> Text for analysis

========

At just nine years old, Rebekah Wilder felt called to help orphans in China…
At just nine years old, Minnesotan Rebekah Wilder felt called to help orphans in China after her family heard a presentation from a missionary couple in Ecuador. That night, she decided to be a missionary herself. In the months to come, she started hearing a lot about China, and specifically asked her mom: “How do you know if God is telling you to do something?” Her mom said that sometimes you just notice it coming up a lot in books, or conversations, and that convinced Rebekah that God was calling her to work in China someday. She learned about the one-child policy soon after and could not imagine not having a family. Her first mission trip to China at age fourteen only motivated her to make those dreams a reality. Rebekah went on to get her bachelors degree in Intercultural Studies and a minor in Chinese and in Children and Family Ministry from the University of Northwestern, in St. Paul, MN. In 2010, Rebekah spent three months in China for her internship, working at a large children’s home in Beijing. She is a trained Behavioral Therapist in ABA therapy and has over six years experience working with children with special needs.

========

> Listed entries
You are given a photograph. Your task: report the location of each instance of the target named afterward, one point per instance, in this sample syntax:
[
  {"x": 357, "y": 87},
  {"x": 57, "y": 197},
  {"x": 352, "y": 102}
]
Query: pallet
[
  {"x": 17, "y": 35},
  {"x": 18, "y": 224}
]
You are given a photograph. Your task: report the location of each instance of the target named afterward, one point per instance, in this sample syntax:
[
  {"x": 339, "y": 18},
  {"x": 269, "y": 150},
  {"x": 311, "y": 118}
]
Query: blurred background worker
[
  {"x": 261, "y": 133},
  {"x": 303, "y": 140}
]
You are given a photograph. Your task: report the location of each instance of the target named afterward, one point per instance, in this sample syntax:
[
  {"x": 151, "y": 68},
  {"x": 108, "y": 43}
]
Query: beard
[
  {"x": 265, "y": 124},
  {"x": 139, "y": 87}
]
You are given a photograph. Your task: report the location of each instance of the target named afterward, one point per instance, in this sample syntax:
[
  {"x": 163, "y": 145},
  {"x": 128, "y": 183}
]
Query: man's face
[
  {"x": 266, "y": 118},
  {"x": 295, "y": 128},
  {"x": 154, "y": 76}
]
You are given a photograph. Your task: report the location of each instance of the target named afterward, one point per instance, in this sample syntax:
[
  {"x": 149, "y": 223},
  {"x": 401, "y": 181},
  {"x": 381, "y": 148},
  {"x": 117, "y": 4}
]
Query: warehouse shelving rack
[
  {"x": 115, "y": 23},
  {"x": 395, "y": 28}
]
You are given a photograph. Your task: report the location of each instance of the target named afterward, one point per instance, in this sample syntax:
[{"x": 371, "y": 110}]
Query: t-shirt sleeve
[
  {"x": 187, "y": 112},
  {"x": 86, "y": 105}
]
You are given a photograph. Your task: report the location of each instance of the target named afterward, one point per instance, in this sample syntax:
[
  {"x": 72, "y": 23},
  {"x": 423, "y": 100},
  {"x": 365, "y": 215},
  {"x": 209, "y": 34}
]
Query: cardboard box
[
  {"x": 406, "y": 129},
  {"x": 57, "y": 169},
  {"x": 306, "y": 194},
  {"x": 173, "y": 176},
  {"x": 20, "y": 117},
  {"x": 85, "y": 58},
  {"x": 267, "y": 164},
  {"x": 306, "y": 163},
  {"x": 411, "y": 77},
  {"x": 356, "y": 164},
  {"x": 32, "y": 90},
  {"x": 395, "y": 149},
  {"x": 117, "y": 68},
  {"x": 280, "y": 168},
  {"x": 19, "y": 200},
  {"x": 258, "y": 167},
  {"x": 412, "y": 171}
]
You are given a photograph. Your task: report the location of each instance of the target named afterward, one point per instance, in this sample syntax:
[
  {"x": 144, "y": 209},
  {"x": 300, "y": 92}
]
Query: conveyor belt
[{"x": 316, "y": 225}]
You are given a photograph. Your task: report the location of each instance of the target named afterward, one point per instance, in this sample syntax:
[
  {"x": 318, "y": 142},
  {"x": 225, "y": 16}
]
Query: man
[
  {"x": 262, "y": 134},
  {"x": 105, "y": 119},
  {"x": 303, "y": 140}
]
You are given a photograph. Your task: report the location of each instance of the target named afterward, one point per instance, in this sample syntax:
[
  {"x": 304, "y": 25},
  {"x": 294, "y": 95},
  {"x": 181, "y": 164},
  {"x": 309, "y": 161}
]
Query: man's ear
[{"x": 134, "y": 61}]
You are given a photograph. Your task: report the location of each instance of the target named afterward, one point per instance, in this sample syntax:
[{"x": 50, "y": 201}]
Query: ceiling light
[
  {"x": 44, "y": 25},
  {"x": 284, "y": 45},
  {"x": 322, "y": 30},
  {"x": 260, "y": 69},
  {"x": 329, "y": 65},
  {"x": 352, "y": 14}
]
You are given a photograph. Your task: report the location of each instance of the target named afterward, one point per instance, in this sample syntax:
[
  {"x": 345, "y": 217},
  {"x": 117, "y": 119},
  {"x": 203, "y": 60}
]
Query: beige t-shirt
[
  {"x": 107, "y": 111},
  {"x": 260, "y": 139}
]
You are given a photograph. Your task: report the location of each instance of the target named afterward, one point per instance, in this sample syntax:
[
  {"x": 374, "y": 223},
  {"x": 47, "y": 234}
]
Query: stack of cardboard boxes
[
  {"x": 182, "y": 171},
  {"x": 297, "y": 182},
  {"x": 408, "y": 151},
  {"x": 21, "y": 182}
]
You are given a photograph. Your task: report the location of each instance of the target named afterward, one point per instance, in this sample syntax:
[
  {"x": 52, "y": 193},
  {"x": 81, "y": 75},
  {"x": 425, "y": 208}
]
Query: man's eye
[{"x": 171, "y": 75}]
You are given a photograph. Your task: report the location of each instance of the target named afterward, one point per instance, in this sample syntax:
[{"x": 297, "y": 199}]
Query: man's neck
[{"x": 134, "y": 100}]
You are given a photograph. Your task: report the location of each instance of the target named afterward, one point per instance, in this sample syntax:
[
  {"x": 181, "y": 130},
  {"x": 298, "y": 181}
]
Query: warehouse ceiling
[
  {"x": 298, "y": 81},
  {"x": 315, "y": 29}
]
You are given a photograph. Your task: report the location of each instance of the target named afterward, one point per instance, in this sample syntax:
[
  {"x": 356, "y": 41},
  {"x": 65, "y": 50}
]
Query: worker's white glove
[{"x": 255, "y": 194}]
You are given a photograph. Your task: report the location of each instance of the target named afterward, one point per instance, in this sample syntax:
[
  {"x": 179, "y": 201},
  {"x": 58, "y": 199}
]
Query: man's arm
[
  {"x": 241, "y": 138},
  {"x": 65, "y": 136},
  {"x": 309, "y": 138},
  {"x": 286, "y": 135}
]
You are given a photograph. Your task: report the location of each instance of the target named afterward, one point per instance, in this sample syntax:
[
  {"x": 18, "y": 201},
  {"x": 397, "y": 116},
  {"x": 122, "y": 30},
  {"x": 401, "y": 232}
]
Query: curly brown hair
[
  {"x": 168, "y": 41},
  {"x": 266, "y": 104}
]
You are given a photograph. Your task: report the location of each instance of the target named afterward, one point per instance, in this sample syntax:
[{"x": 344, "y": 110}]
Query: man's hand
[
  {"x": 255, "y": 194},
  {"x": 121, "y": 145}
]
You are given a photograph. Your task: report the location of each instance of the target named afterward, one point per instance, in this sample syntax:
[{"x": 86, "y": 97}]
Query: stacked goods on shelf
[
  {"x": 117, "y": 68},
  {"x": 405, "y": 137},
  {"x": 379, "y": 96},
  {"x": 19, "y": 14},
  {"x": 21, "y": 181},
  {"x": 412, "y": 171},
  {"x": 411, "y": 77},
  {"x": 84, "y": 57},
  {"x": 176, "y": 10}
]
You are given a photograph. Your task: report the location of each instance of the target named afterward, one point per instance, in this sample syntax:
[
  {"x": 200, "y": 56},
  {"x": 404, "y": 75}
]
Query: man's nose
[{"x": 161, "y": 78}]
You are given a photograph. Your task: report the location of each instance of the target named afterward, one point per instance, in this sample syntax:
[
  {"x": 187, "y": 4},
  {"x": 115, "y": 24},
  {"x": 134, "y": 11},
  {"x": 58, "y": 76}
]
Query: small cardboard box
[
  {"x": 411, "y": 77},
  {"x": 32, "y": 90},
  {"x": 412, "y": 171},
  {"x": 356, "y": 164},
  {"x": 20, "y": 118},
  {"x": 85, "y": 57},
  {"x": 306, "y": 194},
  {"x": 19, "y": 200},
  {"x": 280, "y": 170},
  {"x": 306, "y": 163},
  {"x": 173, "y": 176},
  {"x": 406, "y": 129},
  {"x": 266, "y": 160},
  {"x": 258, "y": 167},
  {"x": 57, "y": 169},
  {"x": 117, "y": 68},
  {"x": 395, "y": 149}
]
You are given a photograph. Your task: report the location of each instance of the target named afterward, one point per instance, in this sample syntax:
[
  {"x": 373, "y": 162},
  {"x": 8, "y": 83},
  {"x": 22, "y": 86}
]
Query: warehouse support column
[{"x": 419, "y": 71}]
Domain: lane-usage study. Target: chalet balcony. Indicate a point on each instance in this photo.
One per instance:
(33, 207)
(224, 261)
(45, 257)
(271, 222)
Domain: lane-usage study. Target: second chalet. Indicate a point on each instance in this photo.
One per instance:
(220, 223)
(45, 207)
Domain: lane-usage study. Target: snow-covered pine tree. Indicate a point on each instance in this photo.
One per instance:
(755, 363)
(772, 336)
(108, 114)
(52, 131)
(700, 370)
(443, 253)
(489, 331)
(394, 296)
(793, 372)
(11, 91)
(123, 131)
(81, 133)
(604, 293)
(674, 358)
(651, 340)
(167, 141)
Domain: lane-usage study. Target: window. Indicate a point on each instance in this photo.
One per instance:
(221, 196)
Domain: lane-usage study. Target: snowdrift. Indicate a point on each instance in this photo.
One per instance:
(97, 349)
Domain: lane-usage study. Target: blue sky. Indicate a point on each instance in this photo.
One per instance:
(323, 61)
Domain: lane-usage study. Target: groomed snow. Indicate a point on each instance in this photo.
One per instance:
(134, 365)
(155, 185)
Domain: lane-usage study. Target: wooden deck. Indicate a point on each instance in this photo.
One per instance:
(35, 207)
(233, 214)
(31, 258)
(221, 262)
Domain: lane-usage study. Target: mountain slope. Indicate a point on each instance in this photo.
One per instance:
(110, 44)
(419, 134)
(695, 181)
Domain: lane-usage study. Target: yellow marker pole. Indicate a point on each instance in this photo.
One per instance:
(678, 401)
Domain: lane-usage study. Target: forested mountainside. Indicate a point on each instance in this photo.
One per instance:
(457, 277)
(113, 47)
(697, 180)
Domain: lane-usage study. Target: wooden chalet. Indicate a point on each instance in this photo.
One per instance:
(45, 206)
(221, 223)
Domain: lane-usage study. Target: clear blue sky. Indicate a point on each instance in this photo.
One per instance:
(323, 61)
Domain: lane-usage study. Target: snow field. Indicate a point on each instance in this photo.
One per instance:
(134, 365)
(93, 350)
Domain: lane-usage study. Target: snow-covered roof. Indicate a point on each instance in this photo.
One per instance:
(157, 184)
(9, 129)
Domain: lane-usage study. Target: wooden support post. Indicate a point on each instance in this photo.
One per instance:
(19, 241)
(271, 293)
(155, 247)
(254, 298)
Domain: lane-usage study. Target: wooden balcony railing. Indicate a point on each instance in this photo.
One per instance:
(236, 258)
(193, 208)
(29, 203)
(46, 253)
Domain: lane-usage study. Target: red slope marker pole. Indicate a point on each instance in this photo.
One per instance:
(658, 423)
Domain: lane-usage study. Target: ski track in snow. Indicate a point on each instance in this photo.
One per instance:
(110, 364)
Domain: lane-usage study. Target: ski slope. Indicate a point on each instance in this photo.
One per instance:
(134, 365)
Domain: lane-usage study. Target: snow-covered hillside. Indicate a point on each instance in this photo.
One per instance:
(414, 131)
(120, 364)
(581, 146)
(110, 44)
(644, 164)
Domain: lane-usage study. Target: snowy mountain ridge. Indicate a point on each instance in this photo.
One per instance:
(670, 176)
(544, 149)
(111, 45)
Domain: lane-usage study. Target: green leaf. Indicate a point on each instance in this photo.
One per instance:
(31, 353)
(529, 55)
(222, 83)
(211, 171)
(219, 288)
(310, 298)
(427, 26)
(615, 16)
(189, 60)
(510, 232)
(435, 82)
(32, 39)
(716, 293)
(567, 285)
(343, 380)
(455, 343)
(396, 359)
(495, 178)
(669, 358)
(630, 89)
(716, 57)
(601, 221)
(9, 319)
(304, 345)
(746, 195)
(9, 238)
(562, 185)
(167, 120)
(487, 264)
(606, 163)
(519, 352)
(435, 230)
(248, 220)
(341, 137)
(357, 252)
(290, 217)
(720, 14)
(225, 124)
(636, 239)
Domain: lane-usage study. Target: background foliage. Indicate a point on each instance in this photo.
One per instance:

========

> Exercise instructions
Reproduce, word for word, the full text about Rebekah Wilder given above the records.

> Written reply
At just nine years old, Rebekah Wilder felt called to help orphans in China…
At just nine years old, Minnesotan Rebekah Wilder felt called to help orphans in China after her family heard a presentation from a missionary couple in Ecuador. That night, she decided to be a missionary herself. In the months to come, she started hearing a lot about China, and specifically asked her mom: “How do you know if God is telling you to do something?” Her mom said that sometimes you just notice it coming up a lot in books, or conversations, and that convinced Rebekah that God was calling her to work in China someday. She learned about the one-child policy soon after and could not imagine not having a family. Her first mission trip to China at age fourteen only motivated her to make those dreams a reality. Rebekah went on to get her bachelors degree in Intercultural Studies and a minor in Chinese and in Children and Family Ministry from the University of Northwestern, in St. Paul, MN. In 2010, Rebekah spent three months in China for her internship, working at a large children’s home in Beijing. She is a trained Behavioral Therapist in ABA therapy and has over six years experience working with children with special needs.